Copy the lines below word for word, leaving out the pictures.

# start of ROWS

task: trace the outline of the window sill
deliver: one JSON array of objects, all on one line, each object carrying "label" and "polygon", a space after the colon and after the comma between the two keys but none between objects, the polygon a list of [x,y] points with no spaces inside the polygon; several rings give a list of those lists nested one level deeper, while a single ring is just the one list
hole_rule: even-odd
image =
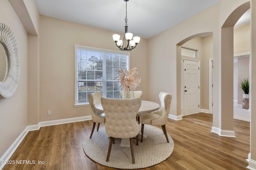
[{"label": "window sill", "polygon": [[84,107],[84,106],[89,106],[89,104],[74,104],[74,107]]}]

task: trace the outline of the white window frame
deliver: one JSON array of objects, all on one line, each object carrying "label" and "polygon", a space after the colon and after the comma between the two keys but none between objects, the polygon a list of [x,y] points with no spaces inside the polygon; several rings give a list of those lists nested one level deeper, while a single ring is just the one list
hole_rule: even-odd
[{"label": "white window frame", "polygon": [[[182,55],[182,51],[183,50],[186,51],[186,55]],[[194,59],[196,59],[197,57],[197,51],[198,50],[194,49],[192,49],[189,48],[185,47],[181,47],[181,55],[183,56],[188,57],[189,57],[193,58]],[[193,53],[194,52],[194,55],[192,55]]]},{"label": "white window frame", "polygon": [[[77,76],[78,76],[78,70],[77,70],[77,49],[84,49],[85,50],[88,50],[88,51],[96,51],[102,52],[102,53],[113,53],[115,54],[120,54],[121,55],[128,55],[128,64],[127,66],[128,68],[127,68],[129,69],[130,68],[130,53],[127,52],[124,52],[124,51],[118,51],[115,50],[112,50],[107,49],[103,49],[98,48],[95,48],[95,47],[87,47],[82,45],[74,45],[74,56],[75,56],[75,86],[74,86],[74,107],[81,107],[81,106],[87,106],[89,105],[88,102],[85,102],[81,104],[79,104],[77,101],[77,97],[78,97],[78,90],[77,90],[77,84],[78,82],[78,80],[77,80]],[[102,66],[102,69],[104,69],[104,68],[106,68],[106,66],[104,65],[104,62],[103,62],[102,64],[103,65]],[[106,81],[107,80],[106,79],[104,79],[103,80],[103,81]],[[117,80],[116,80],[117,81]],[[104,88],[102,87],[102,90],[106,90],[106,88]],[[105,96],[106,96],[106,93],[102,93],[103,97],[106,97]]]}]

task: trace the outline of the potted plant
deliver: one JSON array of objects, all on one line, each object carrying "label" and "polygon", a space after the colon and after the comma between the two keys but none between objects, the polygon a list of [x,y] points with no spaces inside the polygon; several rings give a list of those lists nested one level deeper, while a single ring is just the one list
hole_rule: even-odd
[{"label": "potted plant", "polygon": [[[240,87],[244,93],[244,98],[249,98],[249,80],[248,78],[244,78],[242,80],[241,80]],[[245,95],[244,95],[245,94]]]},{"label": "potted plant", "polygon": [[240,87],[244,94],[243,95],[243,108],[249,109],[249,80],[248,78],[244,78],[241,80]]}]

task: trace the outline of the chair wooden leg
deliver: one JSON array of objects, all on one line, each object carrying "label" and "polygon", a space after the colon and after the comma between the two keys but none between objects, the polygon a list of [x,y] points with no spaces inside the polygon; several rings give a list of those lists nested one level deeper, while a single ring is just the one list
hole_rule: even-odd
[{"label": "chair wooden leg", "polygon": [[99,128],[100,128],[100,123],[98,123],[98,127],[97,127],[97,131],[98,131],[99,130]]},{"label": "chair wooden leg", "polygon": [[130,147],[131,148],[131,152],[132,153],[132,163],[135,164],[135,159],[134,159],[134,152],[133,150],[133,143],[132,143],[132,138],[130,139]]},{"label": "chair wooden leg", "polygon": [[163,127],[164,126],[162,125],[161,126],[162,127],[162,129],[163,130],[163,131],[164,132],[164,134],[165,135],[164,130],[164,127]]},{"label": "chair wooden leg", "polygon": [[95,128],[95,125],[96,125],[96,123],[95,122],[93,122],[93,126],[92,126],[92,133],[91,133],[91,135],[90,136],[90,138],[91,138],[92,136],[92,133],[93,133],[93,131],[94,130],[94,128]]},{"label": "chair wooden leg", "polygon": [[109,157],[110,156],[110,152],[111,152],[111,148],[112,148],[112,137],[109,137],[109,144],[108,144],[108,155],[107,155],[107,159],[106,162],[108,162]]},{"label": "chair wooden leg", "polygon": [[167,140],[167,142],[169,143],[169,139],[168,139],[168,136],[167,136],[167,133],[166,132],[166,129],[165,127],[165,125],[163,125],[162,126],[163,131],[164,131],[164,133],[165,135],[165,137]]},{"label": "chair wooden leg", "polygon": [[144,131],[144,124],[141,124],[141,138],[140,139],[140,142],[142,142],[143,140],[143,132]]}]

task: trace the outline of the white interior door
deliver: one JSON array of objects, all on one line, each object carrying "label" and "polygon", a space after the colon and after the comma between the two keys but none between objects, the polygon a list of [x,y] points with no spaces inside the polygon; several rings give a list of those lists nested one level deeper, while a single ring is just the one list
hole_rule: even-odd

# end of ROWS

COMPLETED EXERCISE>
task: trace the outline of the window sill
deliver: one JSON array of objects, all on one line, each object carrying "label" and "polygon", a space after the colon and after the comma between the two keys but none between objects, the polygon a list of [x,y] points with no spaces inside the polygon; several rings give a list of those lists nested one level deeper, while a single ring is just the one list
hole_rule: even-odd
image =
[{"label": "window sill", "polygon": [[84,107],[84,106],[89,106],[89,104],[74,104],[74,107]]}]

task: trace the outline of the white window frame
deliver: one JSON array of objects, all on one line, each object carrying "label" and "polygon", a space after the colon and after the comma between the two keys but none between objects, the polygon a list of [x,y] points with no spaces inside the polygon; several rings give a list of those lists nested one level deeper, while a single ring is just the one list
hole_rule: even-odd
[{"label": "white window frame", "polygon": [[[182,55],[182,51],[183,50],[186,51],[186,55]],[[194,59],[196,59],[197,57],[197,51],[198,50],[194,49],[192,49],[189,48],[185,47],[181,47],[181,55],[183,56],[188,57],[189,57],[193,58]],[[193,53],[194,52],[194,55],[192,55]]]},{"label": "white window frame", "polygon": [[[77,76],[78,76],[78,70],[77,70],[77,49],[84,49],[85,50],[88,50],[88,51],[96,51],[102,52],[102,53],[113,53],[115,54],[120,54],[121,55],[128,55],[128,64],[127,66],[128,68],[127,68],[129,69],[130,68],[130,53],[127,52],[124,52],[124,51],[118,51],[115,50],[112,50],[107,49],[103,49],[98,48],[95,48],[95,47],[87,47],[82,45],[74,45],[74,56],[75,56],[75,86],[74,86],[74,107],[81,107],[81,106],[87,106],[89,105],[88,102],[85,102],[81,104],[79,104],[77,101],[77,97],[78,97],[78,90],[77,90],[77,84],[78,82],[78,80],[77,80]],[[102,66],[102,69],[104,69],[104,68],[106,68],[106,66],[104,65],[104,62],[103,62],[102,64],[103,65]],[[106,81],[107,80],[106,79],[104,79],[103,80],[103,81]],[[117,80],[116,80],[117,81]],[[104,88],[102,87],[102,90],[106,90],[106,88]],[[105,96],[106,96],[106,93],[102,93],[103,97],[106,97]]]}]

task: trace the outline of the potted plant
deliver: one JSON array of objects, all on one line, each object carrying "label" and "polygon", a space after the colon and after the comma between the two keys but none between objects, the polygon a list of [x,y] points with no spaces inside the polygon; several rings give a list of those lists nested one level deeper, while a single ring is just the one list
hole_rule: even-odd
[{"label": "potted plant", "polygon": [[[240,87],[244,93],[244,98],[249,98],[249,80],[248,78],[244,78],[242,80],[241,80]],[[245,95],[244,95],[245,94]]]},{"label": "potted plant", "polygon": [[240,87],[244,94],[243,95],[243,108],[249,109],[249,80],[248,78],[244,78],[241,80]]}]

task: trace the outline of the chair wooden leg
deliver: one JSON array of objects, all on one line, each object carrying "label" and "polygon", a space after the colon and after the comma between the two keys but none between objects, the polygon a list of [x,y] points with no spaces inside the polygon; several rings give a list of those lists nested one level deeper, while a single ring is just the one list
hole_rule: even-odd
[{"label": "chair wooden leg", "polygon": [[99,128],[100,128],[100,123],[98,123],[98,127],[97,127],[97,131],[98,131],[99,130]]},{"label": "chair wooden leg", "polygon": [[130,147],[131,148],[131,152],[132,153],[132,163],[135,164],[135,159],[134,159],[134,152],[133,150],[133,143],[132,143],[132,138],[130,139]]},{"label": "chair wooden leg", "polygon": [[163,127],[164,126],[162,125],[161,126],[162,127],[162,129],[163,130],[163,131],[164,132],[164,134],[165,135],[164,130],[164,127]]},{"label": "chair wooden leg", "polygon": [[95,128],[95,125],[96,125],[96,123],[95,122],[93,122],[93,126],[92,126],[92,133],[91,133],[91,135],[90,136],[90,138],[91,138],[92,136],[92,133],[93,133],[93,131],[94,130],[94,128]]},{"label": "chair wooden leg", "polygon": [[109,157],[110,156],[110,152],[111,152],[111,148],[112,148],[112,137],[109,137],[109,144],[108,144],[108,155],[107,155],[107,159],[106,162],[108,162]]},{"label": "chair wooden leg", "polygon": [[167,140],[167,142],[169,143],[169,139],[168,139],[168,136],[167,136],[167,133],[166,132],[166,129],[165,127],[165,125],[163,125],[162,126],[163,131],[164,131],[164,133],[165,135],[165,137]]},{"label": "chair wooden leg", "polygon": [[144,131],[144,124],[141,124],[141,138],[140,139],[140,142],[142,142],[143,140],[143,132]]}]

task: trace the outline of the white interior door
deliver: one JSON array of objects, all on one line, each object carrying "label" and "polygon", a space after the colon and after the comma between the two keys but none between objects, the polygon a list of [x,y] points with no spaces inside the polygon; several rings give a list of those lists nested one level deeper, while a single ring is just the one list
hole_rule: even-odd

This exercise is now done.